Sunday, April 26, 2009

Concerts and Writing

Hey people of the world. I hope you all are well. I am working on my shorts today. Also, I plan to work on some poems and uploading/revamping my website valerielongwriting.com. I haven’t been able to work on it in so long, so today I am going to get some new stuff up there and make sure that its running again. I will probably post some poetry up here as well. Wednesday night I went to Cold War Kids. The show was really great. It started with Crystal Antlers, a band from California that reminded me oddly of some Mars Volta with an emo twist. I’m not really sure why though….They were good nonetheless and had great on stage presence. They had a lot of instrumental breaks so I enjoyed that greatly. Then Cold War Kids came on and stole the night like I knew they would. They are all so energetic its tiring just to watch them play! Speaking of concerts, I am going to Lollapalooza in August and am beyond excited. I have been planning and researching places to stay, planes, trains, automobiles
:) its going to be a short but joyous vacation and I get to see Animal Collective, Tool, Decemberists, Coheed and Cambria, Builders and Butchers, Jane’s Addiction, Cold War Kids and more for a multiple time and Depeche Mode, Bat for Lashes, Ben Harper, Atmosphere and so many more for the first time. Plus, I get to visit Chicago :) Aw, so many things, so little time and money for that fact but where there’s a will there’s a way. Anyway I better get back to cleaning my house, doing my laundry and putting pretty words on computer paper.

Sunday, April 19, 2009

"How Hemingway Went" (Short,Short Story)

Here's a story for you all. It probably has A LOT of editing and spelling issues but enj0y!

Today I thought I’d clean the bathroom like I’d promised to for weeks but instead I sat and stared at the rain from the broken go-cart in the living room. Its contents thrown about like black oiled fish guts. The slap-tap of the water bouncing off the pavement. My legs don’t work. The scum on the sink spreading but I’m waiting for your car in the driveway in a gold knitted hat, in a go cart, in the living room.
“For heaven’s sake, Toby, get in this kitchen and clean off these dishes! I’m tired of this filth you cause in this house.”
She always seemed to forget it was her filth that made the house smell so wretched and her dishes that piled up even though she never seemed to eat. I walked into the den where she had laid the night before, barefoot, ragged, sunken in and drunk. Her sterling rose colored lipstick was smeared to one side and she was humming an unrecognizable tune when I caught her eye.
“It’s about time Toby, Jesus you move like a cripple and what in the world is wrong with your face?”
I automatically look down, ashamed of the plainness of my looks. Mattie is an extravagant type of lady. The kind who wears expensive clothes and drinks high prices wine for everyday leisure, the type of lady who makes big hand gestures when she talks and small giggles when the rarity of embarrassment happens. She was a woman who wasn’t easily satisfied.
“It’s almost two o’clock, Toby, what have you done all day?”

------------------------

## EXERCISE DIRECTIONS
Transcribe, word for word, the portion of the blog excerpt that opens with the words "She always seemed" and closes with "caught her eye.". The listing has no connection to the blog excerpt.

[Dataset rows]
------------------------

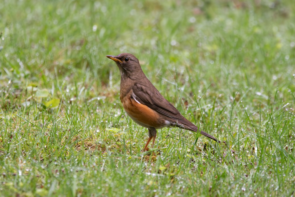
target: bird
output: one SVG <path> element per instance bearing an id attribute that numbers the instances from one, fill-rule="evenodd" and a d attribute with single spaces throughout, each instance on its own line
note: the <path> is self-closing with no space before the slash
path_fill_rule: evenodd
<path id="1" fill-rule="evenodd" d="M 124 53 L 106 56 L 115 61 L 120 71 L 120 99 L 124 110 L 135 122 L 148 130 L 149 139 L 143 152 L 148 150 L 148 146 L 152 139 L 153 147 L 156 129 L 165 127 L 176 127 L 199 133 L 220 142 L 184 118 L 162 96 L 145 74 L 135 56 Z"/>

------------------------

## THE RESULT
She always seemed to forget it was her filth that made the house smell so wretched and her dishes that piled up even though she never seemed to eat. I walked into the den where she had laid the night before, barefoot, ragged, sunken in and drunk. Her sterling rose colored lipstick was smeared to one side and she was humming an unrecognizable tune when I caught her eye.